**GOAL OF THE EXERCISE:** Print exactly the lines starting at the one that contains "Target: purple sky" and ending at the last line of the listing below.

--------

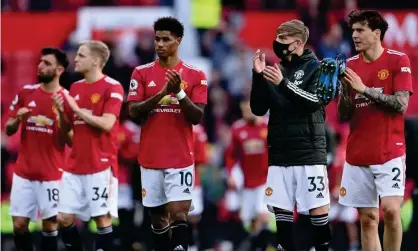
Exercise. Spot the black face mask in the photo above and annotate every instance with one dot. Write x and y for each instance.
(281, 50)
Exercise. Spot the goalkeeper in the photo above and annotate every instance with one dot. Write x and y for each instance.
(297, 172)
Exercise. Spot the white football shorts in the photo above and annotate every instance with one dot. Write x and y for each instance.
(307, 186)
(160, 186)
(29, 197)
(89, 195)
(252, 203)
(362, 186)
(197, 199)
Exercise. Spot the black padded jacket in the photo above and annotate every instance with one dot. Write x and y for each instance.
(296, 130)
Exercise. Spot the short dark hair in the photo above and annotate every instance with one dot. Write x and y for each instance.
(60, 55)
(170, 24)
(372, 18)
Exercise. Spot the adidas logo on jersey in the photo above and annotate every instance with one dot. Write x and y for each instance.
(151, 84)
(179, 248)
(395, 186)
(32, 104)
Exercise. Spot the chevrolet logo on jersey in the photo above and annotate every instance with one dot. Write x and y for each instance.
(168, 100)
(360, 95)
(41, 120)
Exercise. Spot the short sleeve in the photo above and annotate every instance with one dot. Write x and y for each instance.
(402, 80)
(114, 100)
(200, 89)
(16, 104)
(136, 87)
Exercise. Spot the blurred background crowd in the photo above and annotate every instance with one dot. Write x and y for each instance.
(220, 38)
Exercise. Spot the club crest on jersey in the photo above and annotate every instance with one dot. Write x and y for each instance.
(95, 98)
(263, 133)
(269, 191)
(343, 191)
(121, 137)
(299, 74)
(383, 74)
(183, 85)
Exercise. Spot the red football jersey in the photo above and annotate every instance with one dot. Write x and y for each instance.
(377, 136)
(128, 139)
(93, 150)
(41, 155)
(249, 147)
(200, 149)
(166, 136)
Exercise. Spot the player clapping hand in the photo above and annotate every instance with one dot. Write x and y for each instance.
(273, 74)
(259, 61)
(173, 78)
(23, 113)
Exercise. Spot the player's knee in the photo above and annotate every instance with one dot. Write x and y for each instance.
(103, 221)
(391, 212)
(20, 225)
(159, 217)
(369, 221)
(178, 210)
(65, 220)
(50, 224)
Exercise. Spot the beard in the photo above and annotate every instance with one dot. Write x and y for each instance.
(46, 79)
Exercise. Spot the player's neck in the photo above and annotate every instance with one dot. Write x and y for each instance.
(169, 62)
(373, 53)
(52, 87)
(93, 76)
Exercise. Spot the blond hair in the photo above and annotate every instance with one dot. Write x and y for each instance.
(294, 28)
(98, 48)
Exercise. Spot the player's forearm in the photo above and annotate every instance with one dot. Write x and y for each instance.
(141, 109)
(101, 122)
(192, 112)
(12, 125)
(259, 95)
(396, 103)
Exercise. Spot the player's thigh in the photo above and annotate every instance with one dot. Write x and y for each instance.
(101, 193)
(197, 200)
(312, 190)
(280, 188)
(358, 188)
(348, 214)
(73, 198)
(178, 183)
(23, 199)
(258, 200)
(152, 181)
(125, 197)
(334, 211)
(390, 177)
(47, 194)
(248, 205)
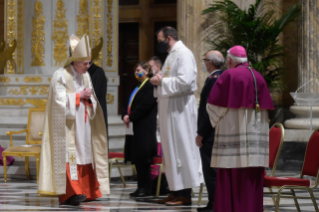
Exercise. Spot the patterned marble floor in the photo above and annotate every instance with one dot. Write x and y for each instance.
(20, 195)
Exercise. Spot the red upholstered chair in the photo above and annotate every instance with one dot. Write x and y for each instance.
(310, 168)
(115, 158)
(276, 140)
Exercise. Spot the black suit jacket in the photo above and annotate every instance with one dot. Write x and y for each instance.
(204, 127)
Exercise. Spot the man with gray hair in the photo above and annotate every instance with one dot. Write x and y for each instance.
(212, 65)
(238, 108)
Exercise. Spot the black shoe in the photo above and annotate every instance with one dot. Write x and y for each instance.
(135, 192)
(143, 193)
(76, 199)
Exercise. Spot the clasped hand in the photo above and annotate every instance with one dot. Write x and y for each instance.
(86, 93)
(156, 80)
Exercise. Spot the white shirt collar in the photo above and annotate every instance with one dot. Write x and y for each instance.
(213, 72)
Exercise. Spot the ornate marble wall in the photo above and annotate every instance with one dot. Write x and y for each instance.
(42, 29)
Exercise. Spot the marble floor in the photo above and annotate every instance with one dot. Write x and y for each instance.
(21, 195)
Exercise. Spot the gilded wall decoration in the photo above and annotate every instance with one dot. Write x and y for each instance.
(38, 35)
(83, 19)
(39, 103)
(96, 26)
(109, 98)
(11, 31)
(33, 90)
(4, 79)
(20, 38)
(32, 79)
(109, 31)
(60, 35)
(6, 54)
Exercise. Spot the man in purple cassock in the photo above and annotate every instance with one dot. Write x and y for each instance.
(238, 108)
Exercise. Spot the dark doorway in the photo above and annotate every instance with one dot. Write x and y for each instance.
(128, 58)
(157, 26)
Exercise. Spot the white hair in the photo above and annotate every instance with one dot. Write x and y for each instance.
(217, 61)
(237, 60)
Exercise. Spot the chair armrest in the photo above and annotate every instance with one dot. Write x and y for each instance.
(10, 133)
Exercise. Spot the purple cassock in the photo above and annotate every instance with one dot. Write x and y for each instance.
(235, 88)
(240, 189)
(10, 159)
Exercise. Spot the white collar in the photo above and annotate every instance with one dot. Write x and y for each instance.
(75, 73)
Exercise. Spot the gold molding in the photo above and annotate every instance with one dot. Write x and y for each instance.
(32, 79)
(4, 79)
(38, 35)
(10, 30)
(109, 98)
(39, 103)
(60, 35)
(96, 26)
(33, 90)
(83, 19)
(109, 31)
(20, 38)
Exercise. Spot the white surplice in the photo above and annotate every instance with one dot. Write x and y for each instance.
(177, 119)
(241, 137)
(82, 128)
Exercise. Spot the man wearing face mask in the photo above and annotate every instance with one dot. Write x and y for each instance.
(212, 64)
(156, 64)
(177, 118)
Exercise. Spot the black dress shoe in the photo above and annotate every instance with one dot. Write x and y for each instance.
(143, 193)
(76, 199)
(135, 192)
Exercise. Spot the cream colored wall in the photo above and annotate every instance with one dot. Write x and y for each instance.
(1, 19)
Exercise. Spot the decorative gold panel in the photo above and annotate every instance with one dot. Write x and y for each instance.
(83, 19)
(4, 79)
(39, 103)
(109, 30)
(60, 35)
(109, 98)
(20, 38)
(32, 79)
(11, 31)
(33, 90)
(96, 26)
(38, 35)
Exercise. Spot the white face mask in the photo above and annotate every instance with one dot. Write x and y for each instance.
(204, 68)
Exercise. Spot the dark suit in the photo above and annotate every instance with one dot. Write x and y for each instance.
(142, 146)
(205, 129)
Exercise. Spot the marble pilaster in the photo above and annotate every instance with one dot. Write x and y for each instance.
(308, 68)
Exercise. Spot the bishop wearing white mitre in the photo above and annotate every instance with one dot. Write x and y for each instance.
(74, 152)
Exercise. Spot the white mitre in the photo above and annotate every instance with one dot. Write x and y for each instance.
(80, 49)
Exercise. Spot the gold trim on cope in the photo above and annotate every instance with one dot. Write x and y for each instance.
(38, 35)
(20, 38)
(4, 79)
(39, 103)
(32, 79)
(33, 90)
(109, 98)
(83, 19)
(60, 35)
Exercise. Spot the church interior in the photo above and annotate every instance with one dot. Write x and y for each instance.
(33, 47)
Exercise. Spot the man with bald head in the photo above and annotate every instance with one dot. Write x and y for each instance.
(212, 64)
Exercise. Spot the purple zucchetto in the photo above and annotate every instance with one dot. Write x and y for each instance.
(238, 51)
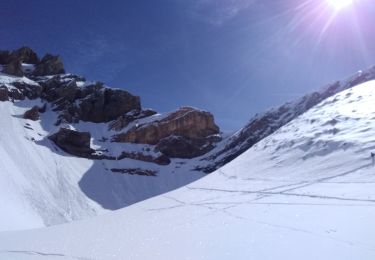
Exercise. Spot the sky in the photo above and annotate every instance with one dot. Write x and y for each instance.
(234, 58)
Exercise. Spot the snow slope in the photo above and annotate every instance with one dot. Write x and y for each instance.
(40, 185)
(305, 192)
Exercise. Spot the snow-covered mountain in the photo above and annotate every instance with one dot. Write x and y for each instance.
(307, 191)
(264, 124)
(70, 148)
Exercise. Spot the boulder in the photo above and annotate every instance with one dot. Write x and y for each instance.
(49, 65)
(160, 159)
(25, 55)
(107, 105)
(4, 57)
(73, 142)
(14, 67)
(187, 122)
(32, 114)
(123, 121)
(4, 94)
(183, 147)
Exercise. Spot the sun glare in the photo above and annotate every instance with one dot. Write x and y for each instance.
(340, 4)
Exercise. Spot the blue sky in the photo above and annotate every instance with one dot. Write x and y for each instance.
(233, 58)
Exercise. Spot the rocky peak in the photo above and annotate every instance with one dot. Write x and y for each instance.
(184, 133)
(24, 61)
(188, 122)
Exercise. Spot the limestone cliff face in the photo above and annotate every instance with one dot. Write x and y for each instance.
(185, 133)
(187, 122)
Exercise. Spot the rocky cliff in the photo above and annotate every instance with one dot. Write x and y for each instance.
(184, 133)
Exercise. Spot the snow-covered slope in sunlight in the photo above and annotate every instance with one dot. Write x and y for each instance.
(37, 187)
(305, 192)
(41, 185)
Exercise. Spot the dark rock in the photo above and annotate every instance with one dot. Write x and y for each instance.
(32, 114)
(160, 159)
(135, 171)
(73, 142)
(4, 94)
(5, 57)
(29, 91)
(49, 65)
(183, 147)
(107, 105)
(13, 68)
(124, 120)
(187, 122)
(25, 55)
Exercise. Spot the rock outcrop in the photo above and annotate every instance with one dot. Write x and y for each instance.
(124, 120)
(73, 142)
(32, 114)
(160, 159)
(13, 63)
(176, 146)
(188, 122)
(49, 65)
(107, 105)
(263, 125)
(185, 133)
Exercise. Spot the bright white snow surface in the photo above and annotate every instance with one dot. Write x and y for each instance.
(305, 192)
(40, 185)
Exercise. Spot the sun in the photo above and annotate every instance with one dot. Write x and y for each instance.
(340, 4)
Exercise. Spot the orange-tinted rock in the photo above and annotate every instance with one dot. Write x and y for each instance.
(187, 122)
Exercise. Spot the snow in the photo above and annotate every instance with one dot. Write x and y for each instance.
(40, 185)
(8, 79)
(28, 68)
(305, 192)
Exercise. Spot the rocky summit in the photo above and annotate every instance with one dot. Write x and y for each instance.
(185, 133)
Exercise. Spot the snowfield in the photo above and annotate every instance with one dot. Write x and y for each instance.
(305, 192)
(40, 185)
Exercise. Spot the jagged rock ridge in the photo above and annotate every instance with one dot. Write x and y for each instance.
(74, 100)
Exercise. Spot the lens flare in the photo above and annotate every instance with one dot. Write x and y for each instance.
(340, 4)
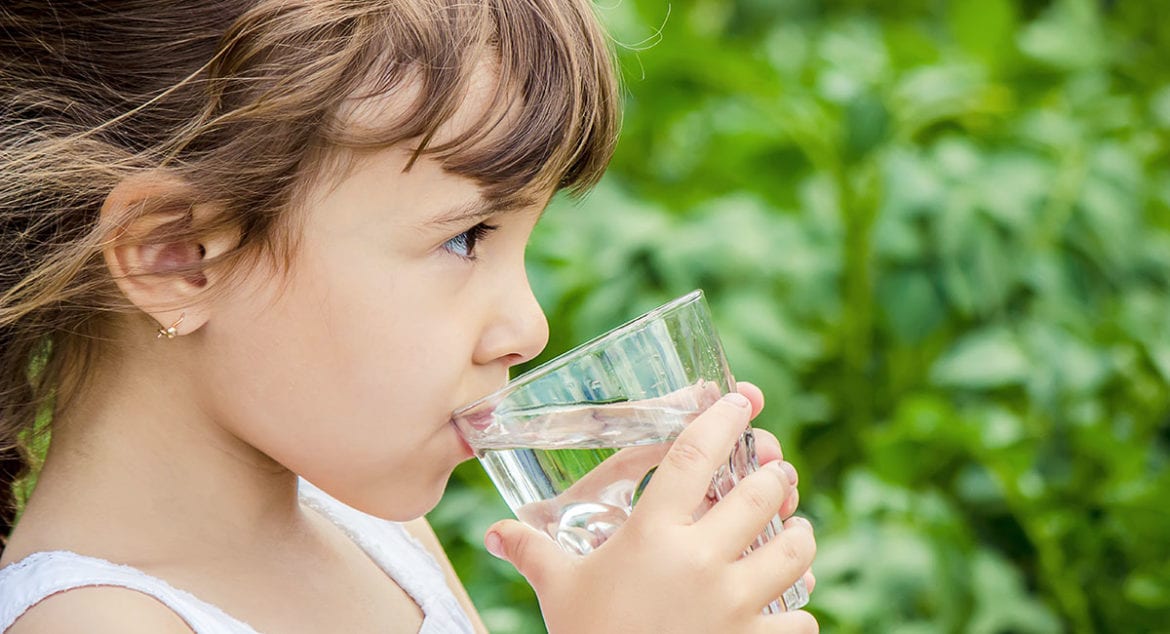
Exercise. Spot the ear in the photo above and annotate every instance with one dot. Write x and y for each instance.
(152, 250)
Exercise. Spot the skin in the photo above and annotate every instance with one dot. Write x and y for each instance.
(181, 455)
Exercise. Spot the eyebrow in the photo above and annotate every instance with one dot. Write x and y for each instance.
(480, 208)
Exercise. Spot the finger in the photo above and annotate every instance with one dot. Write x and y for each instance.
(810, 580)
(741, 516)
(775, 566)
(532, 553)
(789, 622)
(755, 395)
(685, 475)
(768, 448)
(791, 503)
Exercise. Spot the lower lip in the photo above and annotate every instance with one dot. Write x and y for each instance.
(467, 448)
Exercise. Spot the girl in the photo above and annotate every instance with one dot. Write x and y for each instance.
(250, 245)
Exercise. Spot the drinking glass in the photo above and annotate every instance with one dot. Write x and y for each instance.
(572, 443)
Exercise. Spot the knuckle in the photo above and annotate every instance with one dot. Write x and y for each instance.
(792, 549)
(761, 497)
(686, 455)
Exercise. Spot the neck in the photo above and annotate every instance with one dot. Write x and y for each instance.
(135, 457)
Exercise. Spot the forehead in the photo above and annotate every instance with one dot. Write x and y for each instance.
(482, 118)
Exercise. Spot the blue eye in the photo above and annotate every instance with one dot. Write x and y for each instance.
(463, 245)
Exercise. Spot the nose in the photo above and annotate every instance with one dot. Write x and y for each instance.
(518, 330)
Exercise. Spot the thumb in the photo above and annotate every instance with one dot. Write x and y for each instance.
(531, 552)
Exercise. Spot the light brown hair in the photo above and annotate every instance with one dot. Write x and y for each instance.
(240, 98)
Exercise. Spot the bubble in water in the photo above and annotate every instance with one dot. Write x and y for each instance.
(585, 525)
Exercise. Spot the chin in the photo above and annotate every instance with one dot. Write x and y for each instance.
(399, 505)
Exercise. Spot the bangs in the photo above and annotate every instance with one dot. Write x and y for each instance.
(517, 95)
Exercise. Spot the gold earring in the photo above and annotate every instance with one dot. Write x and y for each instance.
(171, 331)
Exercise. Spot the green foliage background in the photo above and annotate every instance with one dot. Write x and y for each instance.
(937, 234)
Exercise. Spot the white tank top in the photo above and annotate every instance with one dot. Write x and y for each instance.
(26, 583)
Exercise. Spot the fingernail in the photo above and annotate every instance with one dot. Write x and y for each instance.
(790, 470)
(494, 544)
(736, 399)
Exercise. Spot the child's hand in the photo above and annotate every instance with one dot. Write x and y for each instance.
(663, 571)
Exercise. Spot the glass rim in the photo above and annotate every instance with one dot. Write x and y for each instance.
(563, 359)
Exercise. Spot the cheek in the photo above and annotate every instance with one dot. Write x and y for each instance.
(348, 387)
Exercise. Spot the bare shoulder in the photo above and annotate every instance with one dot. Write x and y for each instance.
(100, 610)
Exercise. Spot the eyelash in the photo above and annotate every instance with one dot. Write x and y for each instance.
(463, 245)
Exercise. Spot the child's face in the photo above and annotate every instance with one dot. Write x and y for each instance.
(345, 369)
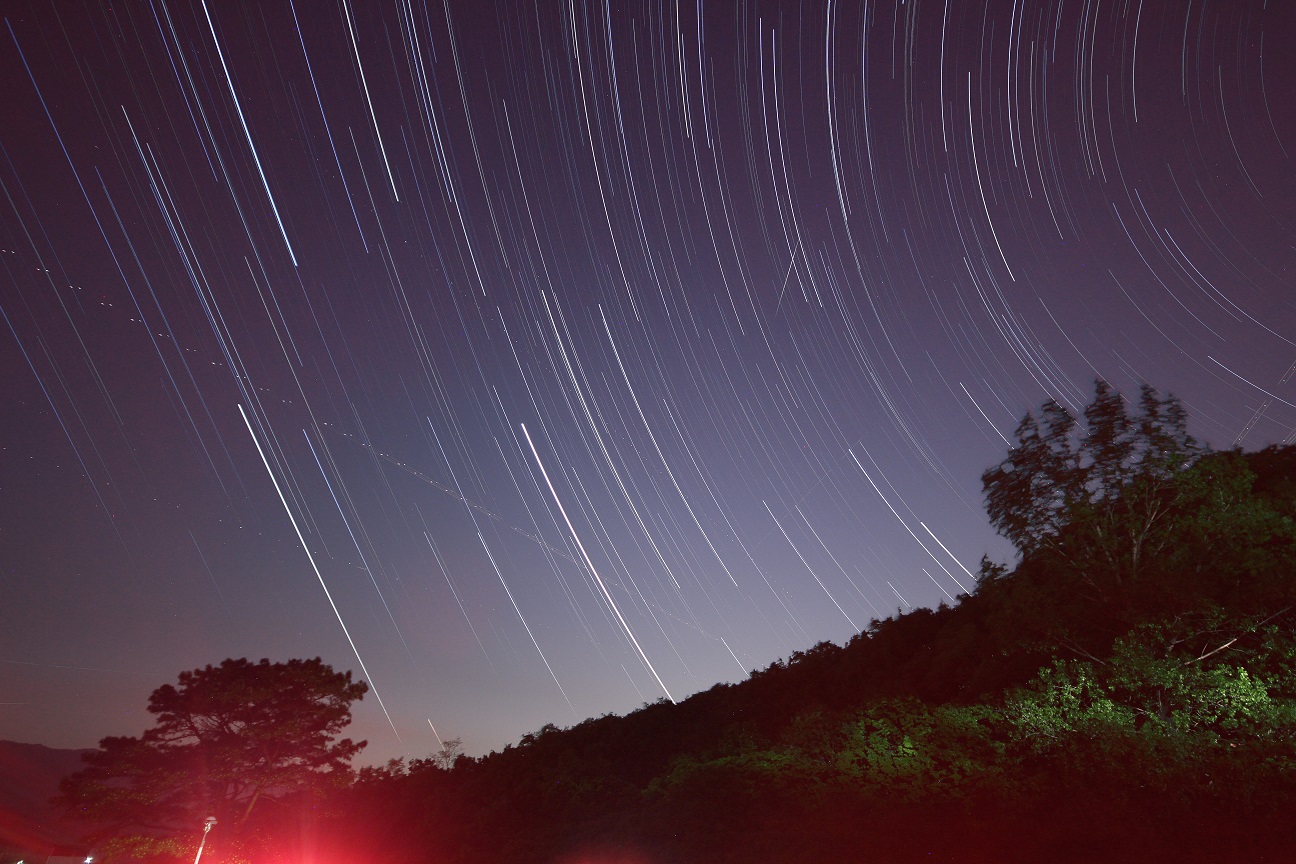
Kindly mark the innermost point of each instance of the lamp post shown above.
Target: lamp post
(206, 827)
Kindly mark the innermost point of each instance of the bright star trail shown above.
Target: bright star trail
(586, 347)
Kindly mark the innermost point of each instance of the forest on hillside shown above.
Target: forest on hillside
(1125, 689)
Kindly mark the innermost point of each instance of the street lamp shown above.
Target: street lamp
(206, 827)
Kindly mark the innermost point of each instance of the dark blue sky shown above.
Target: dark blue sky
(598, 352)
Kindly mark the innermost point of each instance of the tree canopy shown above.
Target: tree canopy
(226, 737)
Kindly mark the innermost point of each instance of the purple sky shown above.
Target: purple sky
(596, 352)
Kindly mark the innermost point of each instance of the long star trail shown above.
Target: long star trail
(725, 262)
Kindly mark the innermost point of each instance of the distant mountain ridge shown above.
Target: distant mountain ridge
(29, 779)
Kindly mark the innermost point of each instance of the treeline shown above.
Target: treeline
(1125, 692)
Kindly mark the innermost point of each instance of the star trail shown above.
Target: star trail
(542, 360)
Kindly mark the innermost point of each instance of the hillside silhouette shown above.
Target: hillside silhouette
(1125, 691)
(1122, 691)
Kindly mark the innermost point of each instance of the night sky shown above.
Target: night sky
(541, 363)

--------

**OUTPUT:**
Target: purple sky
(596, 352)
Kindly mark the innermost point of each instance of the long star trail shown above.
Target: long star trail
(725, 262)
Kindly mark the innermost point of each instance of the distant mountain ridge shown above.
Target: distant mountain ridge
(29, 779)
Kindly mark the innermost point of each instance of the treeline shown above.
Target: treeline
(1125, 692)
Kindly mark the innermost point of each instance of the star trail shown above.
Target: star trail
(542, 360)
Kindly mark the innermost point of each instance of the hillside silhouette shown above.
Target: hillside silhouette
(1125, 691)
(1122, 691)
Kindly mark the innermost point of each instance of the night sky shown above.
Target: night sky
(541, 363)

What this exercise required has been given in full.